WHAT TO WORK ON: Return all lines of the records that contain the word "horizon".

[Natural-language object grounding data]
◇ ◇ ◇ ◇
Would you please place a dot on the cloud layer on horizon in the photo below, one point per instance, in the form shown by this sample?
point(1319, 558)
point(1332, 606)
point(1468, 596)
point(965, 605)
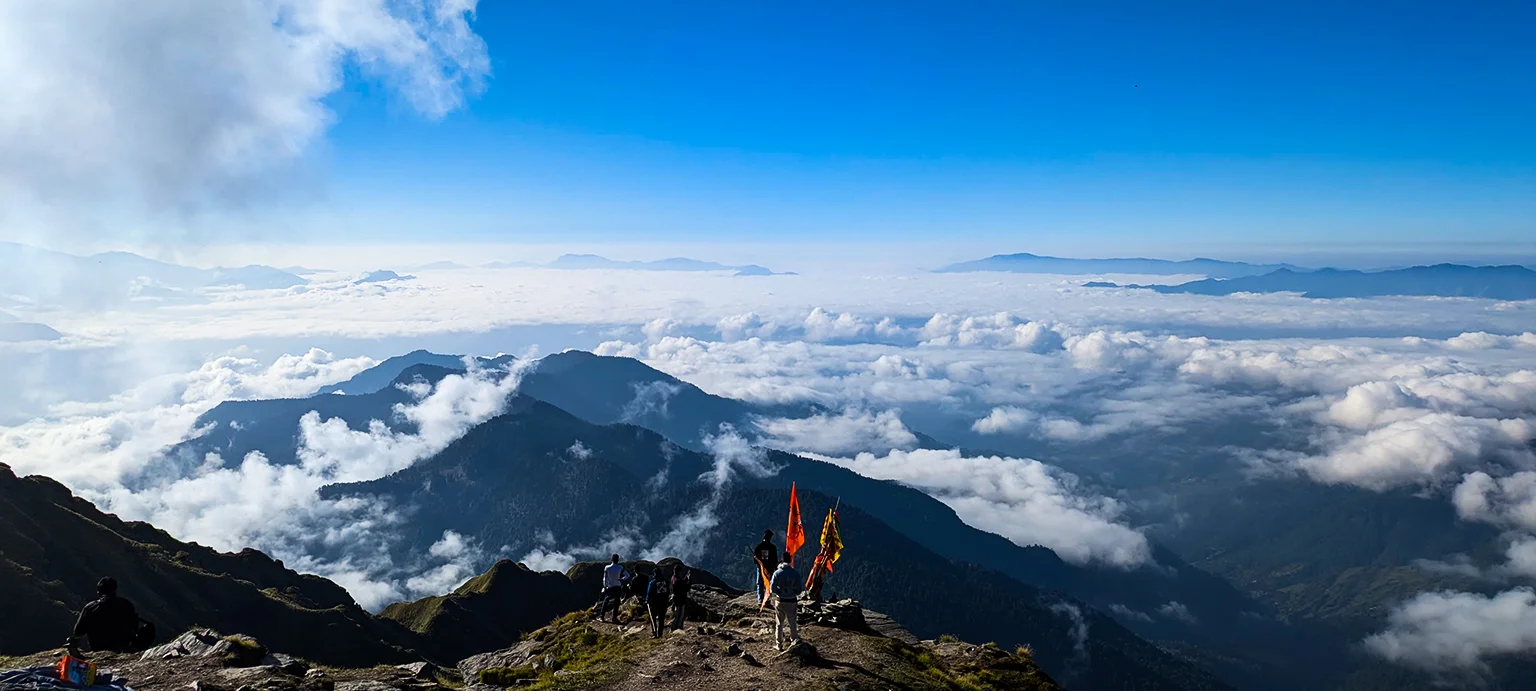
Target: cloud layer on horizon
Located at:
point(1019, 358)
◇ ◇ ◇ ◇
EXERCISE SOLUTION:
Would you please place a dot on the cloud layer on horizon in the photo below, one point per instance, in the form shown by this sample?
Target: cloud layer on horizon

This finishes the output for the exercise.